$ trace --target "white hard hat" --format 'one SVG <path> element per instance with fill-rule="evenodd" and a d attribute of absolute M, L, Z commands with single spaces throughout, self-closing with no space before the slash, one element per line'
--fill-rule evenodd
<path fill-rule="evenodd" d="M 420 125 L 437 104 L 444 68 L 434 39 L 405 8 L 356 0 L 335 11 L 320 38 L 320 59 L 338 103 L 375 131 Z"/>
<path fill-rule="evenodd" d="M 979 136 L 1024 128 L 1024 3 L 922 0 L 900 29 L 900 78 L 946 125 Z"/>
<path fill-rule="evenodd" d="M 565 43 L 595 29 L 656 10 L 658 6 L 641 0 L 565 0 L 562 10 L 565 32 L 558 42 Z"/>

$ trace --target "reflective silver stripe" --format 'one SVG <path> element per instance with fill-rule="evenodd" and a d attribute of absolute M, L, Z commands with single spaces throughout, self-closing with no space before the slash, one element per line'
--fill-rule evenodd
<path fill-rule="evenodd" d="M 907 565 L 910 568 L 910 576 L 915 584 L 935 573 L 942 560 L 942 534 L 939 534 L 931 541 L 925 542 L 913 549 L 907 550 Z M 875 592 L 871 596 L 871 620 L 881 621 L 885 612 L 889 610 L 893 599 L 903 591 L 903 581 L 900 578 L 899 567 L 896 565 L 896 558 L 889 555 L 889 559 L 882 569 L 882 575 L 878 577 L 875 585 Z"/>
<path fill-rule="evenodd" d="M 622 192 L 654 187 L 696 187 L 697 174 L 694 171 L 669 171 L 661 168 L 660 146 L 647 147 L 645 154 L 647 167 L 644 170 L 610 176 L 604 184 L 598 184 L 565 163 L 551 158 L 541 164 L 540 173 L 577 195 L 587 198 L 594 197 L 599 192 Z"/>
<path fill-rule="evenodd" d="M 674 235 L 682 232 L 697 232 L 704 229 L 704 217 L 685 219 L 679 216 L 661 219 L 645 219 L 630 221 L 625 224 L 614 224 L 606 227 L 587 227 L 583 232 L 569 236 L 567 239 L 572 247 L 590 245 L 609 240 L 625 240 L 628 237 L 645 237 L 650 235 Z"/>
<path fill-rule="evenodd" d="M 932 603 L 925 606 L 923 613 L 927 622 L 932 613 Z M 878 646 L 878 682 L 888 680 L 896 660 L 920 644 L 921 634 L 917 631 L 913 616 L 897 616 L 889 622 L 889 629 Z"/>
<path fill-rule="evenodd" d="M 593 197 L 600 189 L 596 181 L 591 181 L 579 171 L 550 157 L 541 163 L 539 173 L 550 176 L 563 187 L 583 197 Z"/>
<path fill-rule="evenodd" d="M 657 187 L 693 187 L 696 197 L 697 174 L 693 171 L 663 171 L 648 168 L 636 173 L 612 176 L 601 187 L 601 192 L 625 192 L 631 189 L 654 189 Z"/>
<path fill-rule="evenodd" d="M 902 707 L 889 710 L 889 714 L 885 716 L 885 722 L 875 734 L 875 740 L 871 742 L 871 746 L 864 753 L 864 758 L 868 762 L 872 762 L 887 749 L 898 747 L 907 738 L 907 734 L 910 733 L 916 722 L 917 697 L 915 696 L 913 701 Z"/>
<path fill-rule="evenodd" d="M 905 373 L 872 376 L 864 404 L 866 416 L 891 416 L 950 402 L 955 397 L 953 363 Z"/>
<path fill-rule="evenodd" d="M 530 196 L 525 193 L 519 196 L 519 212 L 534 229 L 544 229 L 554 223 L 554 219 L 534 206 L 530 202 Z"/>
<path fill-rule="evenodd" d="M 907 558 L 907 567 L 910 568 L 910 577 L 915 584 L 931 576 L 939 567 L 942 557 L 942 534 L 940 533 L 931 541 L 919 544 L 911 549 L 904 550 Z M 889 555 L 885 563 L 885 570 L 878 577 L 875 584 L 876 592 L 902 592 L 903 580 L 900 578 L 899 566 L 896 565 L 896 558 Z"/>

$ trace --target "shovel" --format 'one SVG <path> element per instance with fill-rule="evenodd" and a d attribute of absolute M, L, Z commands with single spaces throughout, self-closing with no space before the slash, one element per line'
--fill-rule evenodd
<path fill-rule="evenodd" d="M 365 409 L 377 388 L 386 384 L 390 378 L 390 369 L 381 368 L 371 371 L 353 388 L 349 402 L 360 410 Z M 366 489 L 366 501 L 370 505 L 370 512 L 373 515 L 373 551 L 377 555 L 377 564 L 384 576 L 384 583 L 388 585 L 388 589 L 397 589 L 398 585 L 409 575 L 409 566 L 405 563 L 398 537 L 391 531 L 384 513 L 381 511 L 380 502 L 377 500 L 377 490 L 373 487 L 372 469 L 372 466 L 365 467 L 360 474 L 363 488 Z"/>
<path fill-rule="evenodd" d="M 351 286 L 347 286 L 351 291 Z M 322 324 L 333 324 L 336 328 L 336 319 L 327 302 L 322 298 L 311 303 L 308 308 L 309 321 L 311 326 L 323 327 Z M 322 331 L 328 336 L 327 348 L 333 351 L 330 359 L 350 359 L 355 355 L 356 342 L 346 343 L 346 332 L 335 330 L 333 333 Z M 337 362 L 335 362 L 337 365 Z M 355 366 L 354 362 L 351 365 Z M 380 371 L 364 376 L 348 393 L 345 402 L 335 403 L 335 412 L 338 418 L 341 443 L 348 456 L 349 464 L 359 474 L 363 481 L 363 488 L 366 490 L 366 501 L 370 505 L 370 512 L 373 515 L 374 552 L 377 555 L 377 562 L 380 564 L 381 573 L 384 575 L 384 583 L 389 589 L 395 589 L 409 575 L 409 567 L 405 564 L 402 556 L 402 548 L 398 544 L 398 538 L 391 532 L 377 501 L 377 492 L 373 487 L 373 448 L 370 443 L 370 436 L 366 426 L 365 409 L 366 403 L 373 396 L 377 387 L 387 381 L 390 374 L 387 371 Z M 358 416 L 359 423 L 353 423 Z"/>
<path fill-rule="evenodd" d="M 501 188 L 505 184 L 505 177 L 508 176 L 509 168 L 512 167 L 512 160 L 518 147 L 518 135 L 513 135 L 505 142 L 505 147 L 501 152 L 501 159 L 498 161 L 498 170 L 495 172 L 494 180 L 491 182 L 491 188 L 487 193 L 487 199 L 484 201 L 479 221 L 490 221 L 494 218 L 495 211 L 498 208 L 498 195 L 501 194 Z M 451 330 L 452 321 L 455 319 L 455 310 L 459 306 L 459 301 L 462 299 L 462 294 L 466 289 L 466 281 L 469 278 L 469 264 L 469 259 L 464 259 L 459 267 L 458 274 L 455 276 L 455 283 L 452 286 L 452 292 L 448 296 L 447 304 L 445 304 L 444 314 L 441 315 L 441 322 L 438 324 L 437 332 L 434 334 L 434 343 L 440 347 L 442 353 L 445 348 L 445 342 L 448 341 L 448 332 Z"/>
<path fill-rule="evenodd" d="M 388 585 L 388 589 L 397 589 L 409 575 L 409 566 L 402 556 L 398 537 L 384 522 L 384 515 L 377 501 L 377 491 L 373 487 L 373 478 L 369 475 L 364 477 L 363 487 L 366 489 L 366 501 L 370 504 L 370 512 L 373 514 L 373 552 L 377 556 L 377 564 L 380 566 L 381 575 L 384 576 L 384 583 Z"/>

### ABOUT THIS TASK
Restate all entries above verbatim.

### EXERCISE RESULT
$ trace --target "white hard hat" --format 'one SVG <path> element per instance with fill-rule="evenodd" and a d attribute of absolute M, L, Z commands with single spaces throughout, self-closing with no space before the slash, one element per line'
--fill-rule evenodd
<path fill-rule="evenodd" d="M 420 125 L 437 104 L 444 68 L 434 39 L 405 8 L 356 0 L 335 11 L 320 38 L 320 59 L 338 103 L 375 131 Z"/>
<path fill-rule="evenodd" d="M 979 136 L 1024 128 L 1024 3 L 922 0 L 900 29 L 900 78 L 946 125 Z"/>
<path fill-rule="evenodd" d="M 565 43 L 595 29 L 656 10 L 658 6 L 641 0 L 565 0 L 562 10 L 565 32 L 558 42 Z"/>

$ trace --target "reflective silver stripe" --format 'one SVG <path> element per instance with fill-rule="evenodd" and a d attribute of absolute M, L, Z commands with single spaces throughout, self-closing with no space before the slash, one element per line'
--fill-rule evenodd
<path fill-rule="evenodd" d="M 907 565 L 910 568 L 910 576 L 915 584 L 935 573 L 942 560 L 942 534 L 939 534 L 931 541 L 925 542 L 913 549 L 907 550 Z M 875 592 L 871 596 L 871 620 L 881 621 L 885 612 L 889 610 L 893 599 L 903 591 L 903 581 L 900 578 L 899 567 L 896 565 L 896 558 L 889 555 L 889 559 L 882 569 L 882 575 L 878 577 L 875 585 Z"/>
<path fill-rule="evenodd" d="M 622 192 L 654 187 L 696 187 L 697 174 L 694 171 L 669 171 L 661 168 L 660 146 L 647 147 L 645 154 L 647 167 L 644 170 L 610 176 L 604 184 L 598 184 L 565 163 L 551 158 L 541 164 L 540 173 L 577 195 L 587 198 L 594 197 L 599 192 Z"/>
<path fill-rule="evenodd" d="M 674 235 L 682 232 L 697 232 L 704 229 L 704 217 L 685 219 L 679 216 L 661 219 L 645 219 L 630 221 L 625 224 L 614 224 L 606 227 L 587 227 L 583 232 L 569 236 L 567 239 L 572 247 L 590 245 L 609 240 L 625 240 L 628 237 L 645 237 L 650 235 Z"/>
<path fill-rule="evenodd" d="M 932 603 L 925 606 L 923 613 L 927 622 L 932 613 Z M 878 646 L 878 682 L 888 680 L 896 660 L 920 644 L 921 634 L 917 631 L 913 616 L 897 616 L 889 622 L 889 629 Z"/>
<path fill-rule="evenodd" d="M 593 197 L 600 189 L 596 181 L 591 181 L 579 171 L 550 157 L 541 163 L 539 173 L 550 176 L 563 187 L 583 197 Z"/>
<path fill-rule="evenodd" d="M 657 187 L 693 187 L 696 197 L 697 174 L 693 171 L 663 171 L 648 168 L 636 173 L 612 176 L 601 187 L 601 192 L 625 192 L 631 189 L 654 189 Z"/>
<path fill-rule="evenodd" d="M 902 707 L 889 710 L 889 714 L 885 716 L 885 722 L 875 734 L 875 740 L 871 742 L 871 746 L 864 753 L 864 758 L 868 762 L 872 762 L 887 749 L 898 747 L 907 738 L 907 734 L 910 733 L 916 722 L 917 697 L 915 696 L 913 701 Z"/>
<path fill-rule="evenodd" d="M 905 373 L 872 376 L 864 404 L 866 416 L 891 416 L 950 402 L 955 397 L 953 363 Z"/>
<path fill-rule="evenodd" d="M 530 196 L 525 193 L 519 196 L 519 212 L 534 229 L 544 229 L 554 223 L 554 219 L 534 206 L 530 202 Z"/>
<path fill-rule="evenodd" d="M 907 558 L 907 567 L 910 568 L 910 577 L 915 584 L 931 576 L 939 567 L 942 557 L 942 534 L 940 533 L 931 541 L 919 544 L 911 549 L 904 550 Z M 889 555 L 885 563 L 885 570 L 878 577 L 875 584 L 876 592 L 902 592 L 903 580 L 900 578 L 899 566 L 896 565 L 896 558 Z"/>

$ trace --target "shovel" --format 'one SVG <path> element per instance with fill-rule="evenodd" and a d attribute of absolute M, L, Z commands with single spaces throughout, self-closing with no space before the slash, one element per line'
--fill-rule evenodd
<path fill-rule="evenodd" d="M 365 409 L 377 388 L 386 384 L 390 378 L 390 369 L 381 368 L 371 371 L 353 388 L 349 402 L 360 410 Z M 366 489 L 366 501 L 370 505 L 370 512 L 373 515 L 373 551 L 377 555 L 377 564 L 384 576 L 384 583 L 388 585 L 388 589 L 397 589 L 398 585 L 409 575 L 409 566 L 405 563 L 398 537 L 391 531 L 384 513 L 381 511 L 380 502 L 377 500 L 377 490 L 373 487 L 372 469 L 372 466 L 365 467 L 360 474 L 363 488 Z"/>
<path fill-rule="evenodd" d="M 351 286 L 347 286 L 351 291 Z M 322 324 L 333 324 L 336 328 L 336 319 L 327 302 L 322 298 L 311 303 L 308 308 L 309 321 L 311 326 L 323 327 Z M 322 331 L 328 336 L 327 348 L 333 351 L 330 359 L 350 359 L 355 355 L 356 342 L 346 343 L 346 332 L 335 330 L 333 333 Z M 337 362 L 335 362 L 337 365 Z M 355 366 L 354 362 L 351 365 Z M 380 371 L 364 376 L 348 393 L 345 402 L 335 403 L 335 412 L 338 418 L 341 443 L 348 456 L 349 464 L 359 474 L 363 481 L 363 488 L 366 490 L 366 501 L 370 505 L 370 512 L 373 515 L 374 552 L 377 555 L 377 562 L 380 564 L 381 573 L 384 575 L 384 583 L 389 589 L 395 589 L 409 575 L 409 567 L 405 564 L 402 556 L 402 548 L 398 544 L 398 538 L 391 532 L 377 501 L 377 492 L 373 487 L 373 448 L 370 443 L 370 436 L 366 426 L 365 409 L 366 403 L 373 396 L 377 387 L 387 381 L 390 374 L 387 371 Z M 358 416 L 359 423 L 353 423 Z"/>
<path fill-rule="evenodd" d="M 501 188 L 505 184 L 505 177 L 508 176 L 509 168 L 512 167 L 512 160 L 518 147 L 518 135 L 513 135 L 505 142 L 505 147 L 501 152 L 501 159 L 498 161 L 498 170 L 495 172 L 494 180 L 491 182 L 491 188 L 487 193 L 487 199 L 484 201 L 479 221 L 490 221 L 494 218 L 495 211 L 498 208 L 498 195 L 501 194 Z M 451 330 L 452 321 L 455 319 L 455 310 L 459 306 L 459 301 L 462 299 L 462 294 L 466 289 L 466 281 L 469 278 L 469 264 L 469 259 L 464 259 L 459 267 L 458 274 L 455 276 L 455 283 L 452 286 L 452 292 L 448 296 L 447 304 L 445 304 L 444 314 L 441 315 L 441 322 L 438 324 L 437 332 L 434 334 L 434 343 L 440 347 L 442 353 L 445 348 L 445 342 L 448 341 L 448 332 Z"/>
<path fill-rule="evenodd" d="M 388 585 L 388 589 L 397 589 L 409 575 L 409 566 L 402 556 L 398 537 L 384 522 L 384 515 L 377 501 L 377 491 L 373 487 L 373 478 L 369 475 L 364 477 L 363 487 L 366 489 L 366 501 L 370 504 L 370 512 L 373 514 L 373 552 L 377 556 L 377 564 L 380 566 L 381 575 L 384 576 L 384 583 Z"/>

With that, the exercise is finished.